■ What the task requires ■
Print the listing below verbatim, leaving out the pictures.

■ Listed entries ■
------------

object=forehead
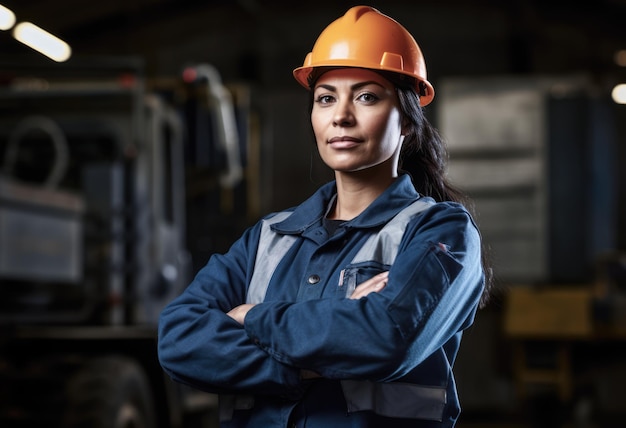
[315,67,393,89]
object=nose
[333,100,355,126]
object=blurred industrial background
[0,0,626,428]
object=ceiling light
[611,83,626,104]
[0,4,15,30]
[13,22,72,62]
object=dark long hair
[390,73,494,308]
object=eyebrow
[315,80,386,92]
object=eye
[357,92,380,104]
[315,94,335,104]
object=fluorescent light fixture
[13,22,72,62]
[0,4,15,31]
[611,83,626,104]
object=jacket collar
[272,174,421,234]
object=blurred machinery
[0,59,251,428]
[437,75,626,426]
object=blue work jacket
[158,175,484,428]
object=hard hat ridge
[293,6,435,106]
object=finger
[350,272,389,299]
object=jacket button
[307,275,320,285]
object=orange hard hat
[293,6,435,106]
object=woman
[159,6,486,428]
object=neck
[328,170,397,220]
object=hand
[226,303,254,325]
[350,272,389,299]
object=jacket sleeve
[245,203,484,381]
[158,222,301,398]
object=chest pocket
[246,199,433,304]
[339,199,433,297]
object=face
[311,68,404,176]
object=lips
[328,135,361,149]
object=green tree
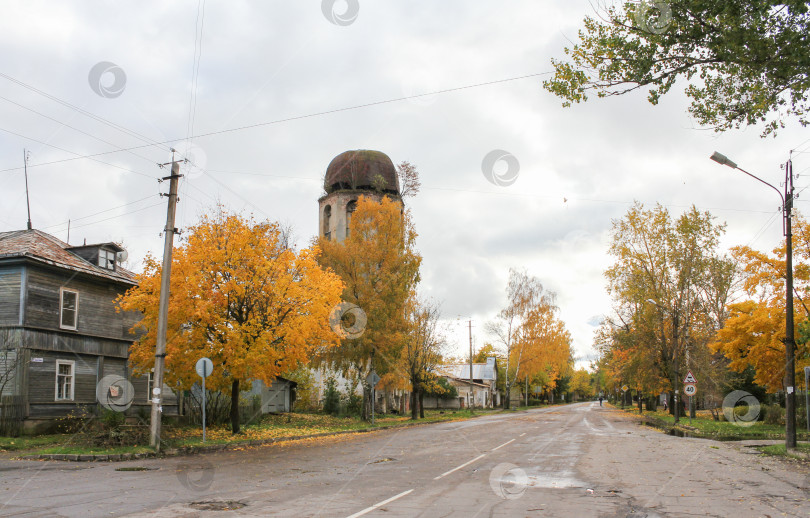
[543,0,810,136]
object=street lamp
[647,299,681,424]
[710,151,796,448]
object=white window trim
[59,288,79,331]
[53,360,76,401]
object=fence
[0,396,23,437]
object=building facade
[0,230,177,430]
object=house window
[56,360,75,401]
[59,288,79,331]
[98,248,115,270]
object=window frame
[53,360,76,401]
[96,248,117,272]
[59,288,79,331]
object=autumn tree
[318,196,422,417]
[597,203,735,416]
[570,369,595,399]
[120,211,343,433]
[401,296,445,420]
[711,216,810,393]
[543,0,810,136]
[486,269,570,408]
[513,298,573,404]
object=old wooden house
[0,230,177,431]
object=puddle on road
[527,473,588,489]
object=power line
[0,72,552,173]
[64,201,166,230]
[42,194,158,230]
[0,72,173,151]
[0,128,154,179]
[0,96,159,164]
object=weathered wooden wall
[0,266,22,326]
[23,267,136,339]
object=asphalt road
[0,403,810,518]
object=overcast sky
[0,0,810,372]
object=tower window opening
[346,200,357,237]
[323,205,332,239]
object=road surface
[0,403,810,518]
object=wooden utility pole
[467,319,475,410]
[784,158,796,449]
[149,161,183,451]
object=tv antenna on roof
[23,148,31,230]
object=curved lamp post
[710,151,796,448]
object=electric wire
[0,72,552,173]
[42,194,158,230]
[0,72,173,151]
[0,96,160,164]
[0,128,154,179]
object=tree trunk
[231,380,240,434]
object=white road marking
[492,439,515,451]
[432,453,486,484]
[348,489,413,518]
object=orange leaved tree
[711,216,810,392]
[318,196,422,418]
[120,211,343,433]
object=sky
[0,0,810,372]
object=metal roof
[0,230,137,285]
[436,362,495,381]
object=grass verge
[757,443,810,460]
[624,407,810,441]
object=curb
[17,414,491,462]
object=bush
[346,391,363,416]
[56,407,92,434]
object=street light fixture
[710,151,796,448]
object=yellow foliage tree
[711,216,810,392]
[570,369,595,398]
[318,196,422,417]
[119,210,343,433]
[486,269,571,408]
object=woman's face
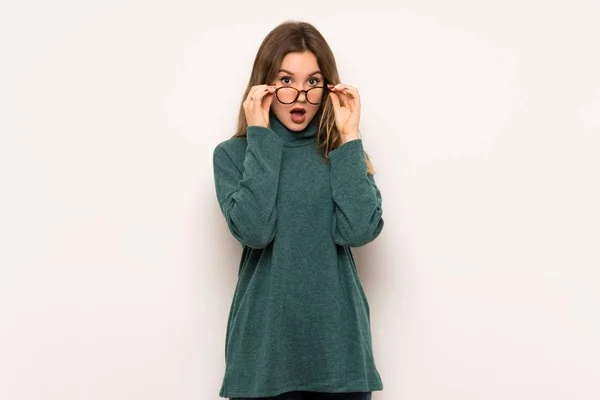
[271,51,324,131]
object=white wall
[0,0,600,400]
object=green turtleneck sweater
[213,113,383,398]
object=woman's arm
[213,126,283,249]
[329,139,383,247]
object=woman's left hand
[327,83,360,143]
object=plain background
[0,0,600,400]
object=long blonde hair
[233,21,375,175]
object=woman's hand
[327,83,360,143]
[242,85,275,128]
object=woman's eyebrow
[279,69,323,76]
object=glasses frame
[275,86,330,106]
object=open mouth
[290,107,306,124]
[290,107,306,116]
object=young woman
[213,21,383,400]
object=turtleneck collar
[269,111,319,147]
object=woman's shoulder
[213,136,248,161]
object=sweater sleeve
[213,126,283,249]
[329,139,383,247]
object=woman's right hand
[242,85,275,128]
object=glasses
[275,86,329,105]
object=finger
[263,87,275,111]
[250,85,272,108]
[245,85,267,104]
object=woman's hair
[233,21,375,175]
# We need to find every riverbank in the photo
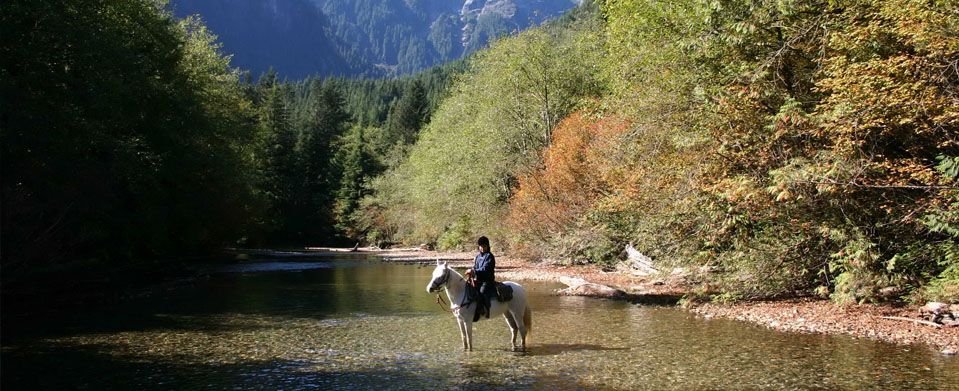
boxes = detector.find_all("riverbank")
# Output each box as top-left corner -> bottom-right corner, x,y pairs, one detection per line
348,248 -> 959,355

------------

■ Answer in full ■
object=forehead
[315,67,393,89]
object=nose
[333,100,355,126]
object=blurred industrial background
[0,0,626,428]
object=ceiling light
[611,83,626,104]
[0,4,15,30]
[13,22,72,62]
object=dark long hair
[390,73,494,308]
object=eyebrow
[315,80,386,92]
object=eye
[357,92,380,104]
[315,94,335,104]
object=fluorescent light fixture
[13,22,72,62]
[0,4,15,31]
[611,83,626,104]
object=jacket collar
[272,174,421,234]
object=blurred machinery
[0,59,251,428]
[437,75,626,426]
object=blue work jacket
[158,175,484,428]
object=hard hat ridge
[293,6,435,106]
object=finger
[350,272,389,299]
object=jacket button
[307,275,320,285]
object=orange hard hat
[293,6,435,106]
object=woman
[159,6,486,428]
object=neck
[328,170,397,220]
object=hand
[226,303,254,325]
[350,272,389,299]
object=jacket sleeve
[245,203,484,381]
[158,222,301,398]
object=chest pocket
[246,199,433,304]
[339,199,433,297]
object=face
[311,68,404,176]
object=lips
[328,135,361,149]
object=green tree
[543,0,810,136]
object=street lamp
[647,299,681,424]
[710,151,796,448]
object=white window trim
[59,288,79,331]
[53,360,76,401]
object=fence
[0,396,23,437]
object=building facade
[0,230,177,430]
object=house window
[56,360,75,401]
[59,288,79,331]
[98,248,115,270]
object=window frame
[53,360,76,401]
[96,248,117,272]
[59,288,79,331]
object=autumn tree
[318,196,422,417]
[597,203,735,416]
[570,369,595,399]
[120,211,343,433]
[401,296,445,420]
[711,216,810,393]
[543,0,810,136]
[486,269,570,408]
[513,298,573,404]
object=old wooden house
[0,230,177,431]
object=puddle on road
[527,473,588,489]
object=power line
[0,72,552,173]
[64,201,166,230]
[42,194,158,230]
[0,72,173,151]
[0,128,154,179]
[0,96,159,164]
object=weathered wooden wall
[0,266,22,326]
[23,267,136,339]
object=asphalt road
[0,403,810,518]
object=overcast sky
[0,0,810,372]
object=tower window opening
[346,200,357,237]
[323,205,332,239]
object=road surface
[0,403,810,518]
object=wooden utility pole
[467,319,475,410]
[784,158,796,449]
[149,161,183,451]
object=tv antenna on roof
[23,148,31,230]
object=curved lamp post
[710,151,796,448]
object=electric wire
[0,72,552,173]
[42,194,158,230]
[0,72,173,151]
[0,96,160,164]
[0,128,154,179]
object=tree trunk
[231,380,240,434]
object=white road marking
[492,439,515,451]
[432,453,486,484]
[348,489,413,518]
object=orange leaved tree
[711,216,810,392]
[318,196,422,418]
[120,211,343,433]
object=sky
[0,0,810,372]
object=metal roof
[0,230,137,285]
[436,362,495,381]
object=grass verge
[757,443,810,460]
[624,407,810,441]
object=curb
[17,414,491,462]
object=bush
[346,391,363,416]
[56,407,92,434]
object=street light fixture
[710,151,796,448]
object=yellow foliage tree
[711,216,810,392]
[570,369,595,398]
[318,196,422,417]
[119,210,343,433]
[486,269,571,408]
object=woman's face
[271,51,324,131]
object=white wall
[0,0,600,400]
object=green turtleneck sweater
[213,113,383,398]
object=woman's arm
[213,126,283,249]
[329,139,383,247]
object=woman's left hand
[327,83,360,143]
object=plain background
[0,0,600,400]
object=long blonde hair
[233,21,375,175]
object=woman's hand
[327,83,360,143]
[242,85,275,128]
object=woman's eyebrow
[279,69,323,76]
object=glasses frame
[275,86,330,106]
object=open mouth
[290,107,306,124]
[290,107,306,116]
object=young woman
[213,21,383,400]
object=turtleneck collar
[269,111,319,147]
object=woman's shoulder
[213,136,248,161]
object=sweater sleeve
[213,126,283,249]
[329,139,383,247]
object=woman's right hand
[242,85,275,128]
object=glasses
[275,86,329,105]
object=finger
[263,87,275,111]
[250,85,272,108]
[245,85,267,104]
object=woman's hair
[233,21,375,175]
# We need to find every riverbank in the photo
boxes = detector.find_all("riverbank")
# Output each box as top-left corner -> bottom-right corner, x,y pairs, one detection per line
348,248 -> 959,355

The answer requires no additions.